== YOUR OBJECTIVE ==
Write all of the entries again. Keep them exactly as they are.

== SUPPLIED DATA ==
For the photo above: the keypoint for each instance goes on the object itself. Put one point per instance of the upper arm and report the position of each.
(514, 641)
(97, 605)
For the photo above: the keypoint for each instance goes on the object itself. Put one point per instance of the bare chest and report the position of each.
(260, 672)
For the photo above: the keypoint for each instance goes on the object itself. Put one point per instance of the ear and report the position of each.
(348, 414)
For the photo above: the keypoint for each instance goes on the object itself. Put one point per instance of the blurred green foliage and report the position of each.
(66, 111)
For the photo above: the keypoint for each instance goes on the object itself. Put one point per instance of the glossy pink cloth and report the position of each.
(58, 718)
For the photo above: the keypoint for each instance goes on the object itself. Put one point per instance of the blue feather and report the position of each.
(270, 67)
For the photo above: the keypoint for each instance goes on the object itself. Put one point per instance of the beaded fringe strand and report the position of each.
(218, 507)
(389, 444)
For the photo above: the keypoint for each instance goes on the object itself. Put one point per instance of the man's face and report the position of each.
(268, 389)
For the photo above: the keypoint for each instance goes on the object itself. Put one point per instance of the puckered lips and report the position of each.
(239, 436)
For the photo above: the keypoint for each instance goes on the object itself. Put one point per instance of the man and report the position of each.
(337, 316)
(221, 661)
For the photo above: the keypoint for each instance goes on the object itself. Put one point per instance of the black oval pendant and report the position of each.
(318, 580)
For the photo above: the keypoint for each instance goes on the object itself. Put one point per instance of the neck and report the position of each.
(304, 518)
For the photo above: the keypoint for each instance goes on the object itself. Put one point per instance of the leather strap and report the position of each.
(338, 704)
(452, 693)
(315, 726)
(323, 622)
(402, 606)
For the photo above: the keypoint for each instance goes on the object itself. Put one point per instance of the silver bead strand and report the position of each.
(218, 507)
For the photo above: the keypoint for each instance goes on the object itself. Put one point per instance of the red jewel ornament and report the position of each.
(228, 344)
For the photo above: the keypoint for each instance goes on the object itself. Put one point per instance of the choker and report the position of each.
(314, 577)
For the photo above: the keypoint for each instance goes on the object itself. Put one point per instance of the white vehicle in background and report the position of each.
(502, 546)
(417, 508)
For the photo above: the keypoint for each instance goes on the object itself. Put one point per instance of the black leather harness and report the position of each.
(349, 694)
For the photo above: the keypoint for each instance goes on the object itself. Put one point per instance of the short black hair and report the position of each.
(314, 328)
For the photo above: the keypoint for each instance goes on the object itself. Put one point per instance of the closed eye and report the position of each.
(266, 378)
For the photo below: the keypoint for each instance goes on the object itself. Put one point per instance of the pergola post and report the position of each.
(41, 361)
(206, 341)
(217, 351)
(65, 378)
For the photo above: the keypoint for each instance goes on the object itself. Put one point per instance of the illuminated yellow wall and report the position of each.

== RESPONSE ==
For the photo above: the keypoint for each instance goes on the object itself. Put one point per instance of the upper arm and report the position of each.
(514, 641)
(97, 605)
For the photo above: the keypoint for each instance goes on the object itself. Put one point per instance of the bare chest and report the position of each.
(260, 672)
For the photo above: the keypoint for each instance goes on the object itself. Put one point per instance of the ear and report the position of each.
(348, 414)
For the photo above: the keypoint for each instance goes on the object itself. Put one point per instance of the blurred green foliage and report the position of each.
(66, 111)
For the photo above: the keypoint for each instance goes on the object itself. Put one point per instance of the glossy pink cloth and report the position of each.
(58, 718)
For the photo above: the keypoint for each instance goes on the object itself. Put one point per instance of the blue feather and report the position of each.
(270, 67)
For the photo above: the keypoint for each instance goes on the object itself. Put one point per instance of the beaded fringe strand and report the position of each.
(218, 507)
(389, 444)
For the photo above: the keypoint for each instance goes on the object itself. Put one point per instance of the man's face and report the position of each.
(268, 389)
For the photo above: the keypoint for each instance goes on the object itself. Put one point per instance of the puckered lips and report the position of each.
(239, 436)
For the photo above: the keypoint for each instance goes on the object itself. Put one point per instance of the man and report the position of each.
(337, 316)
(221, 661)
For the photo above: the keypoint for each instance goes on the object itself. Put one point per instance of the black oval pendant and report the position of each.
(318, 580)
For the photo above: the keypoint for each instance goes on the object itself. Put one point per instance of the neck and report the position of each.
(304, 518)
For the photo above: the keypoint for each instance goes on the object itself. Put one point per instance of the leather strap and report the position of each.
(338, 704)
(452, 693)
(315, 726)
(323, 622)
(402, 606)
For the photo above: the keypoint for each instance goes on the object itself. Put one point per instance of the silver bead strand and report the position of each.
(218, 507)
For the photo above: the keypoint for each instance goes on the object itself. Put one point per instance of the red jewel ornament and report the position of each.
(228, 344)
For the photo above: the keypoint for each instance goes on the object itself. Put one point per instance of the choker and report the position of each.
(314, 577)
For the photo above: the keypoint for each instance goes on the object itself. Put one point per instance of the white vehicle in background and report the position of each.
(502, 546)
(417, 508)
For the photo above: the keypoint for each instance goes on the object itself. Put one point per instance of the black leather harness and report the position of each.
(349, 694)
For the photo above: the keypoint for each instance goes on the object itself. Put one point per instance of the short black hair and report the position of each.
(314, 328)
For the photo above: the keypoint for each instance goes on the object itself. Put one point per instance of the closed eye and report the position of each.
(266, 378)
For the photo below: the keypoint for each instance goes on the object itself. Put one point per instance of the pergola post and report the position of each.
(41, 361)
(206, 341)
(217, 351)
(65, 378)
For the photo above: the keypoint for each instance goes on the object itself. Put one point per instance of the illuminated yellow wall and report the position of each.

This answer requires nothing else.